→ Directions
Render the records from the line containing "Task: annotate a point on every instance of the wooden cutting" through the end of the records as a Markdown table with the columns Entry and Text, one numbered row per line. Leave out blank lines.

→ Provided material
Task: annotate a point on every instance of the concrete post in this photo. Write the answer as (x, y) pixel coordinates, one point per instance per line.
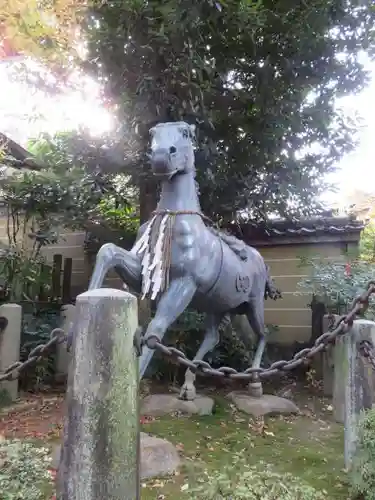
(329, 386)
(63, 357)
(100, 453)
(10, 340)
(358, 378)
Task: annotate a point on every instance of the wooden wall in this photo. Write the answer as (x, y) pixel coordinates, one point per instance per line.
(292, 313)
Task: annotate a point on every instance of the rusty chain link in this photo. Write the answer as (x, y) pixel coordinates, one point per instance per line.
(340, 327)
(12, 372)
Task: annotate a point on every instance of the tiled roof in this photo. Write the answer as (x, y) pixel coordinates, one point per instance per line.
(314, 226)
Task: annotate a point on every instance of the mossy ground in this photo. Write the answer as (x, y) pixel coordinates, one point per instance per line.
(306, 446)
(309, 446)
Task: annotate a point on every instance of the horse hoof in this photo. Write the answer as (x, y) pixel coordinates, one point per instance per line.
(187, 394)
(255, 389)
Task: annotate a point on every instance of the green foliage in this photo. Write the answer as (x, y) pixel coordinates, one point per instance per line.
(24, 471)
(37, 325)
(240, 481)
(259, 79)
(87, 196)
(337, 283)
(363, 466)
(367, 243)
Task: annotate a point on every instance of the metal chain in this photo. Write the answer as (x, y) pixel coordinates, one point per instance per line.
(13, 371)
(340, 327)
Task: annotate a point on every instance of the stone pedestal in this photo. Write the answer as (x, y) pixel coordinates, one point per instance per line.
(357, 389)
(328, 360)
(63, 357)
(157, 405)
(158, 457)
(265, 405)
(10, 339)
(100, 452)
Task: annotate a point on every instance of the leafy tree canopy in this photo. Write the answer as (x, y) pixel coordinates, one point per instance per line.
(259, 78)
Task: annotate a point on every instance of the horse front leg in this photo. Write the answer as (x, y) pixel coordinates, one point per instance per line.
(210, 341)
(171, 305)
(126, 264)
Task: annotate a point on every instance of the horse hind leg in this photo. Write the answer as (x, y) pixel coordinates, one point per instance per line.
(255, 315)
(210, 341)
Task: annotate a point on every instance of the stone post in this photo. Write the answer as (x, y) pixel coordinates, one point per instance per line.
(63, 357)
(100, 453)
(10, 340)
(329, 386)
(358, 379)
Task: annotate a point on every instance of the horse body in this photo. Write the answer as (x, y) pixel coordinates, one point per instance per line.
(179, 261)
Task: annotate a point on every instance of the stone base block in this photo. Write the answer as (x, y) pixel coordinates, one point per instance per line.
(157, 405)
(158, 457)
(265, 405)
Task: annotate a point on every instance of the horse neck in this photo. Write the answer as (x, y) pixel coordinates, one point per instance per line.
(180, 194)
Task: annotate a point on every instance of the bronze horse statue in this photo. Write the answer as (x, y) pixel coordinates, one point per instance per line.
(180, 261)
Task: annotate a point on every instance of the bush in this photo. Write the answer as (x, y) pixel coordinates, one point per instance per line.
(24, 471)
(363, 469)
(242, 482)
(37, 325)
(338, 283)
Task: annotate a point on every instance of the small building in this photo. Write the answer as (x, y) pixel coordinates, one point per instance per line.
(282, 244)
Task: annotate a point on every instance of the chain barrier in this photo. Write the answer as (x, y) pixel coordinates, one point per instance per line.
(340, 327)
(13, 371)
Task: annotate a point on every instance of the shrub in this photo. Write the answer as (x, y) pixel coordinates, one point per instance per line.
(363, 468)
(337, 283)
(24, 471)
(242, 482)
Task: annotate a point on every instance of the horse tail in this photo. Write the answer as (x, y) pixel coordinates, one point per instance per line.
(271, 291)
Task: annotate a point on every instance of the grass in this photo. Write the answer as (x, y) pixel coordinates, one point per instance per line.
(309, 446)
(305, 447)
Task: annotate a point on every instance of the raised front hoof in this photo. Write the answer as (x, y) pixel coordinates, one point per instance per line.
(255, 389)
(187, 393)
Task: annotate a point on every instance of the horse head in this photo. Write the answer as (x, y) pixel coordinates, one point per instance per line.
(172, 149)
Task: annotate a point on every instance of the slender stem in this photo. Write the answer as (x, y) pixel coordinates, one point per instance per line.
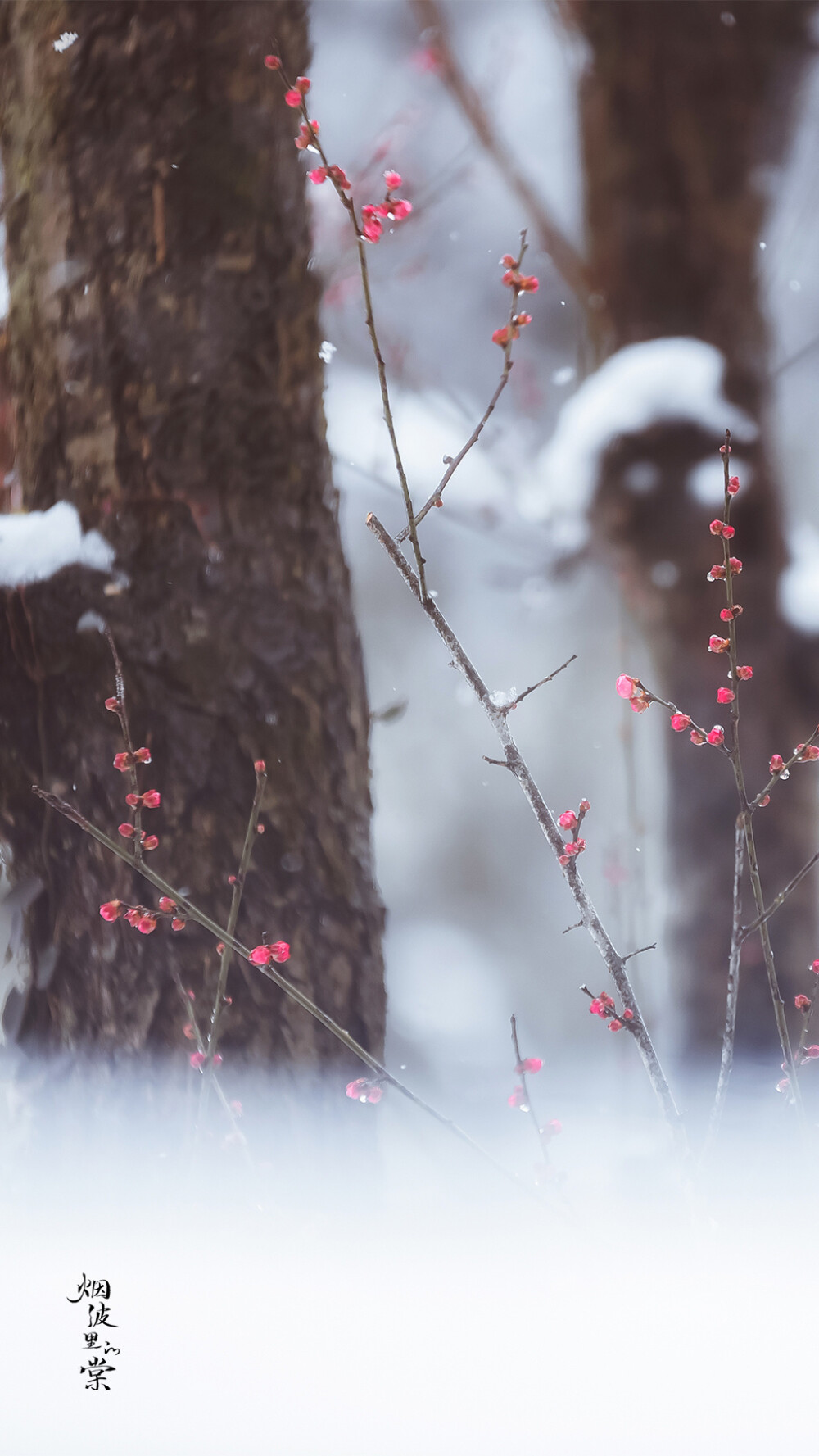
(781, 897)
(292, 992)
(125, 727)
(563, 255)
(541, 1137)
(745, 810)
(201, 1049)
(227, 953)
(736, 938)
(549, 828)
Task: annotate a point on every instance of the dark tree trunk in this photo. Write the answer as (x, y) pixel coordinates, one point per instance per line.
(678, 110)
(165, 357)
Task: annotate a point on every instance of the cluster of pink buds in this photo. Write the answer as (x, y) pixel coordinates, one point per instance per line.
(364, 1091)
(146, 841)
(572, 820)
(526, 1068)
(129, 760)
(521, 283)
(264, 954)
(633, 691)
(603, 1006)
(393, 207)
(142, 918)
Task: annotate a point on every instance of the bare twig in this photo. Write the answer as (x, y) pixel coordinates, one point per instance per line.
(643, 948)
(550, 830)
(780, 899)
(553, 241)
(541, 1133)
(732, 996)
(191, 912)
(227, 953)
(508, 708)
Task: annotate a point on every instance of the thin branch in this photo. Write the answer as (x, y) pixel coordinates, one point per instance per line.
(541, 1136)
(566, 260)
(549, 828)
(732, 996)
(780, 900)
(191, 912)
(227, 953)
(643, 948)
(508, 708)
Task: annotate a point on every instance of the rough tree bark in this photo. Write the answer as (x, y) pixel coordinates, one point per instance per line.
(678, 110)
(165, 359)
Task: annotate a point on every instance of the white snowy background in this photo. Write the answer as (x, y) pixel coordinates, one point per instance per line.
(418, 1309)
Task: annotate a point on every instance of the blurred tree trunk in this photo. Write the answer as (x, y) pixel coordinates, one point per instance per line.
(682, 105)
(163, 352)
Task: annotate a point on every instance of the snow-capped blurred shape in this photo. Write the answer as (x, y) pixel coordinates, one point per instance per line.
(799, 583)
(442, 986)
(639, 386)
(35, 545)
(706, 479)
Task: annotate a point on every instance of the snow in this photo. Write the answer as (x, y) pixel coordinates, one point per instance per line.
(34, 547)
(639, 386)
(799, 584)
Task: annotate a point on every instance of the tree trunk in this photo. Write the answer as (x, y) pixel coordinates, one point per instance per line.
(680, 105)
(163, 352)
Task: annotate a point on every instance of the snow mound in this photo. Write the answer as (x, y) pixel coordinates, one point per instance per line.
(639, 386)
(34, 547)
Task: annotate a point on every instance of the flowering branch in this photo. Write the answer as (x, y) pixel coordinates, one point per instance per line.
(526, 1066)
(563, 255)
(505, 338)
(369, 229)
(260, 957)
(640, 699)
(732, 995)
(515, 764)
(781, 897)
(226, 951)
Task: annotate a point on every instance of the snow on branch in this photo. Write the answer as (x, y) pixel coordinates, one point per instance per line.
(639, 386)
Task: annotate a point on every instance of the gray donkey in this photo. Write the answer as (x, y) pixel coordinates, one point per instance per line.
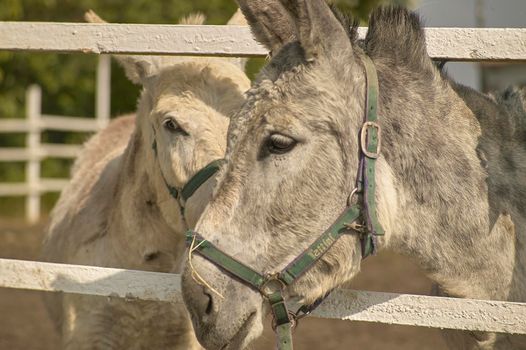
(451, 183)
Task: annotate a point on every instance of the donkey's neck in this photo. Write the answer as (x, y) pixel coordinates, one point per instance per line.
(140, 230)
(443, 218)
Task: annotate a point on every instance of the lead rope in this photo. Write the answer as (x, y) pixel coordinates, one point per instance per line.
(195, 275)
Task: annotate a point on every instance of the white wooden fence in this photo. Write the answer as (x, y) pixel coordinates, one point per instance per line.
(33, 125)
(466, 44)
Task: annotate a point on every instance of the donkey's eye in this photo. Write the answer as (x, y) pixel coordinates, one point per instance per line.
(279, 144)
(172, 126)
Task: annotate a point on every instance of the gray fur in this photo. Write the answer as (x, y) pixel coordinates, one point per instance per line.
(451, 183)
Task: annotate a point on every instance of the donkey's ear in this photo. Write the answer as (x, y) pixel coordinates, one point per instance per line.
(137, 68)
(319, 31)
(270, 22)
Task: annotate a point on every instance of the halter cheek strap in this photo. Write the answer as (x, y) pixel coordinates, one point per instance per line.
(360, 218)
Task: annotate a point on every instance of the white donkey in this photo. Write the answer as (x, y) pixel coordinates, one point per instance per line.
(119, 209)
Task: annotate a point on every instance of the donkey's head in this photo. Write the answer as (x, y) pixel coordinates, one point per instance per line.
(292, 162)
(182, 119)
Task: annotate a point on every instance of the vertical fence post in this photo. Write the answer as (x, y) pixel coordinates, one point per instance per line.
(33, 112)
(102, 102)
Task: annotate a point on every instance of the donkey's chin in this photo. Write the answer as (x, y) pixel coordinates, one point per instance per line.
(250, 329)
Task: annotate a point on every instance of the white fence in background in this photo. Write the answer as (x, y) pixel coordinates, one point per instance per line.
(33, 125)
(460, 44)
(390, 308)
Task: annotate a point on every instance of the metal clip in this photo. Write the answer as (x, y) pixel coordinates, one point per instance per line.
(363, 139)
(355, 226)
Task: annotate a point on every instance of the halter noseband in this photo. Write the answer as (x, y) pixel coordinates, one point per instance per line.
(195, 181)
(360, 218)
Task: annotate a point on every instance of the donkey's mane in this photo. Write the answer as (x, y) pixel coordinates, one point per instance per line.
(396, 34)
(349, 23)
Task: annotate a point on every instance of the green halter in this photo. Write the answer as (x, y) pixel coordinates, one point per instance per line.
(359, 218)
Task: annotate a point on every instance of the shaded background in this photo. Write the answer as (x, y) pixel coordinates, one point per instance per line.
(68, 83)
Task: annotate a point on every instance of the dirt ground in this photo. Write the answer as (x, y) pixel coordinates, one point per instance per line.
(24, 324)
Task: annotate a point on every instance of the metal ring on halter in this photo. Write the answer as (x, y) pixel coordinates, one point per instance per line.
(272, 285)
(293, 319)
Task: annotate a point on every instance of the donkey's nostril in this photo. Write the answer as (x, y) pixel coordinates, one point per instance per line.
(204, 302)
(209, 307)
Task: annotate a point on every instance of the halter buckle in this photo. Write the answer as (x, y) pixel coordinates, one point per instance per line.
(272, 284)
(364, 142)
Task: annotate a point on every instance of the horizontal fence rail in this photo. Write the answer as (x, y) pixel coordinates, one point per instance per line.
(403, 309)
(457, 44)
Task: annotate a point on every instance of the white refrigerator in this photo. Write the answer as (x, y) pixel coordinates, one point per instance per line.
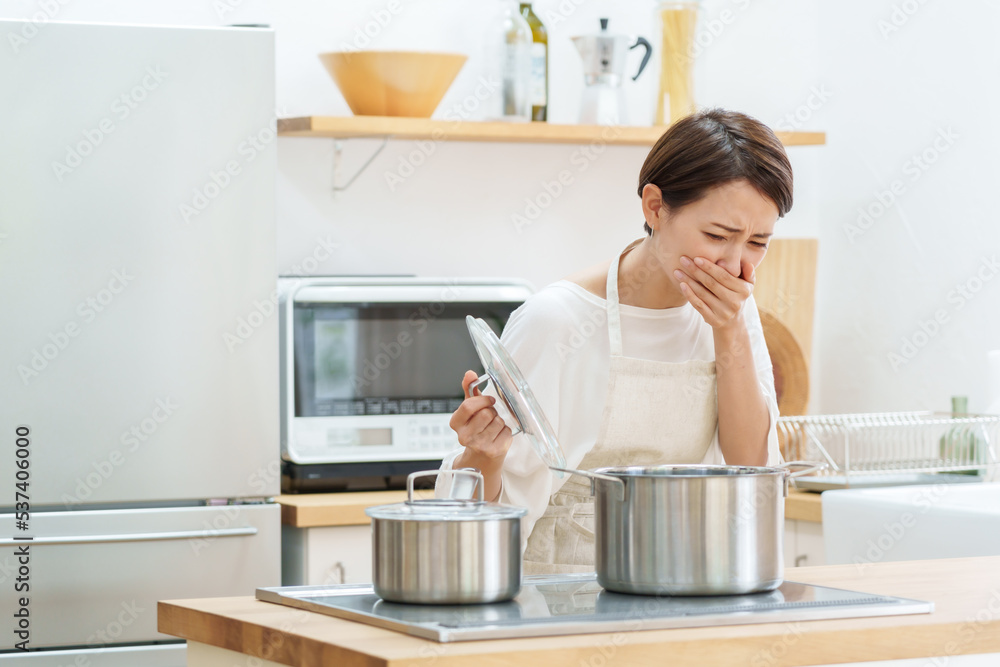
(138, 336)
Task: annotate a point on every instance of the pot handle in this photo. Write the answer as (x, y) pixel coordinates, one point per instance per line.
(506, 413)
(472, 472)
(593, 477)
(810, 467)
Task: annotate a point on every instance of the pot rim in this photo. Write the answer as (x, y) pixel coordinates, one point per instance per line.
(690, 471)
(445, 509)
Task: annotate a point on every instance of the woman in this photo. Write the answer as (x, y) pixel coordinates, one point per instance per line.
(656, 356)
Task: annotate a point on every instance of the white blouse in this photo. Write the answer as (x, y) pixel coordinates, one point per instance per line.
(559, 340)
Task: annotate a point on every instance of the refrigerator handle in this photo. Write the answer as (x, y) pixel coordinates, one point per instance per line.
(129, 537)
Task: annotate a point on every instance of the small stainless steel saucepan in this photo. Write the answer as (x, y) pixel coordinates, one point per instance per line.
(446, 551)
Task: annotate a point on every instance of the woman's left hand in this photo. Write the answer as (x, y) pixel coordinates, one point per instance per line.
(714, 292)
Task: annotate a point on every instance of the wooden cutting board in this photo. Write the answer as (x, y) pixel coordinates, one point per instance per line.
(786, 286)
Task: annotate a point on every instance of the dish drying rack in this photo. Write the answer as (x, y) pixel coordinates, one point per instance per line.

→ Task response
| Entry | Text |
|---|---|
| 1 | Task: annotate a point on every instance of the wooden cutting board in this photo. Write the answer as (x, y) pixel coordinates, one point per instance per line. |
| 2 | (786, 286) |
| 3 | Task: annotate a point on every instance of the dish drying rack in this photo. Write the answer as (x, y) pixel coordinates, one point per instance per line. |